### OBJECTIVE
Which lines in the items below contain the string "grass", matching case exactly? Pull out each such line and copy it in full.

### DATA PROVIDED

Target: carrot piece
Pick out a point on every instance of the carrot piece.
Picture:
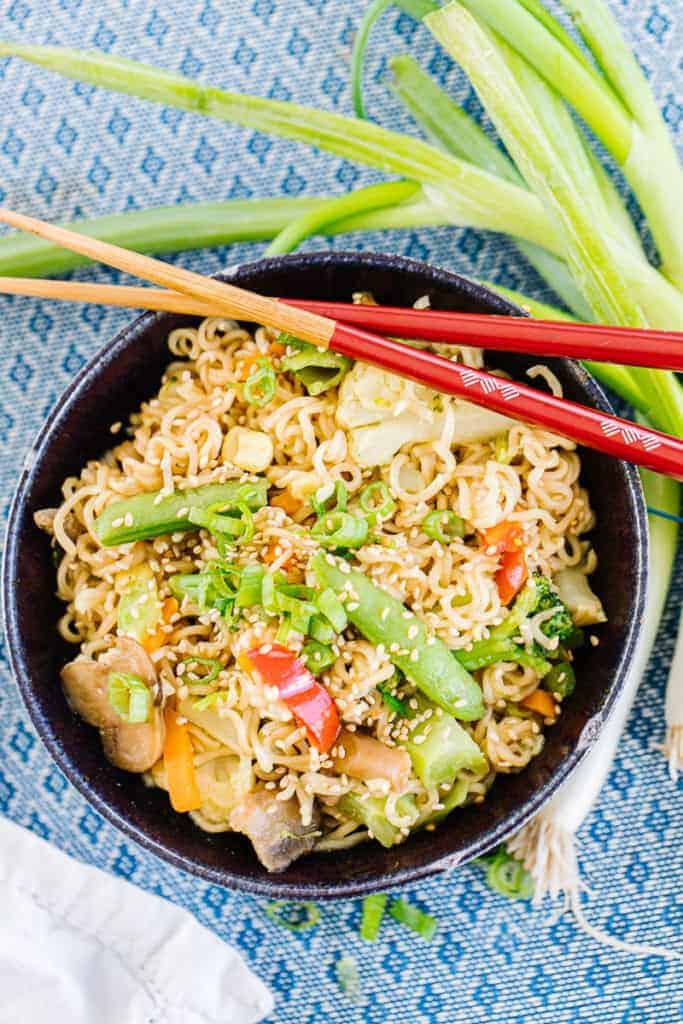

...

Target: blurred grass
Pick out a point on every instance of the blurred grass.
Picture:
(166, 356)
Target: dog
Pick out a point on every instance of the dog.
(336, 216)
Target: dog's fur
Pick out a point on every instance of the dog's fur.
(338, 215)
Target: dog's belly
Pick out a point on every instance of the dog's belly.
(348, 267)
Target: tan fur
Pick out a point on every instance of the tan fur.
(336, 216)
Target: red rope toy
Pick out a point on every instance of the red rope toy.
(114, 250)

### SOLUTION TO THIS PROBLEM
Target: blurred grass
Pick out a point on every instance of the blurred grass.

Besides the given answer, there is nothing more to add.